Selected excerpt:
☆ ☆ ☆

Obligatory Miers Post: She Supported Amendment To Ban Most Abortions


Supreme Court nominee Harriet Miers pledged support in 1989 for a constitutional amendment banning abortions except when necessary to save the life of the mother, according to material given to the Senate on Tuesday.

"If Congress passes a Human Life Amendment to the Constitution that would prohibit abortion except when it was necessary to prevent the death of the mother, would you actively support its ratification by the Texas Legislature," asked an April 1989 questionnaire sent out by the Texans United for Life group.

Miers checked "yes" to that question, and all of the group's questions, including whether she would oppose the use of public moneys for abortions and whether she would use her influence to keep "pro- abortion" people off city health boards and commissions.

Okay, maybe Bush isn't so dumb.


"A candidate taking a political position in the course of a campaign is different from the role of a judge making a ruling in the judicial process." said Jim Dyke, a White House spokesman.

He's spinning there, trying to mollify the pro-Roe absolutists in the Senate. Problem is, what he's saying is also quite true. It's a somewhat easy call for a politician to support an Amendment with virtually no chance of passage, especially when running for office in a pro-life state.

What she will do on the court when left to her own "conscience" remains anyone's guess.

Still, those who have insisted that we should "trust Bush" have marginally improved their case.

But... She gives a confusing answer about a case so famous that even politically-attuned non-lawyers know about it to Arlen Spector.

Maybe Ramesh Ponnunu is being churlish here -- as he himself admits, conservatives are on treachorously brittle ice when attempting to field questions about Griswold v. Connecticut -- but one would have hoped she could give a smooth and coherent non-answer about the case without additional time to "bone up."

This is a tricky one. The law that Griswold v. Connecticut struck down was an odious and outdated bit of blue-nosery, making it illegal to purchase contraceptives, even for married couples. Strict constitutionalists are quite right to point out that nowhere in the Constiution does it guarantee one's right to buy a jimmy hat.


How does one argue there is no "right to privacy" in the Constitution while also sort of agreeing with the (softer form of the) liberal position on this-- that the, ahem, "spirit of the Constitution" is generally one of freedom from government coercion in most matters except those directly harming other people or society generally?

If you admit there's a "right to privacy," then that pretty much allows any and all social-re-engineering by the Court to remake society into a more sexually-liberated kind of place, with lots of big velvet throw-pillows and ointments and light bondage and one of those sex-transporter machines from Logan's Run.

On the other hand-- are there some laws which so egregiously interfere with human freedom, without good cause, that even a conservative can say, "Sorry, but, you know, there are some minor, tiny little weak-form penumbras and emanations somewhere in that document that say you can't play Sex Nannies to married couples" ?

☆ ☆ ☆

Data extract:
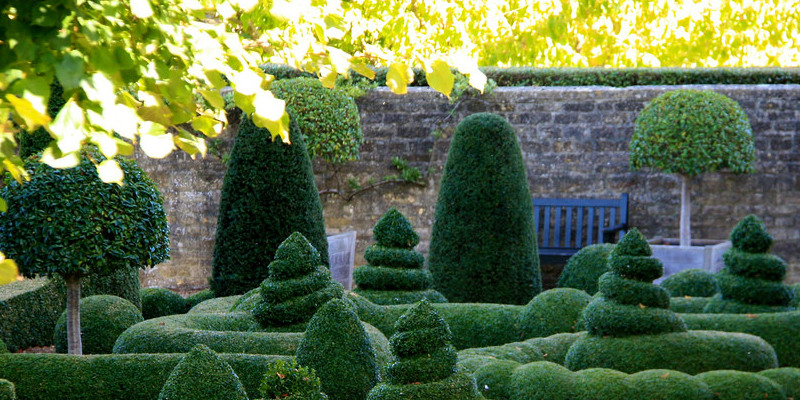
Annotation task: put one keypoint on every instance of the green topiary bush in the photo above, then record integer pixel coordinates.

☆ ☆ ☆

Problem set:
1. In the Miers post, which group sent out the April 1989 questionnaire?
2. Carry the Miers post further from its last paragraph.
The data have no part in this.

Answer set:
1. Texans United for Life sent it.

2.
I do wonder this about the Court. In some rare cases, there will be laws which most of society feels are perfectly ass and yet they never get repealed, because few politicians are willing to take up the grand cause of free access to dildos.

If there is a real and genuine dysfunction in the system -- where the political wishes are the majority are being thwarted not by a noisy minority per se, but by their own sort of don't-rock-the-boat cowardice -- is that a legitimate basis for intervention by the Courts? If it is, how do we justify it on Constitutional grounds without making up new fakey rights? And how do we limit that power so that progressive, agenda-driven judges don't use that limited escape-hatch of judicial repeal of goofy laws to attempt to remake society as they wish it would be?

Hypothetical:The good Dr. Reo Symes wants to know if this "spirit" of the Constitution is like a "penumbra." Well, yes, and I say so in the post. But I'm arguing for a very weak-form of that idea, just enough to dispose of the most egregiously interfering laws.

Let's say a very-liberal state, like Vermont -- "for the children" --mandated "compatibility screening" before issuing marriage licenses, and required hours and hours of "sensitivity and interpersonal skills" training and "don't punch your wife" classes as well. And maybe some community service, too, on the theory that 1, you're getting state benefits from marriage and ought to "give back" and 2, that a strong community spirit will help foster a strong marriage.

Obviously, a jackass law, and one that would make conservatives' teeth grind.

But it doesn't violate any specific clause of the constitution.

Is there absolutely no room at all for any kind of substantive due process analysis from the right? Is the Constitution's general bias towards freedom of restraint from government a good enough basis to strike down a freedom-limiting law?

I'm just asking the question. I'm conflicted on this. I'm a strong believer in strict constructionism.

But like a strong believer in pacifism, there is always some amount of wiggle room. Like when you're talking about Nazis.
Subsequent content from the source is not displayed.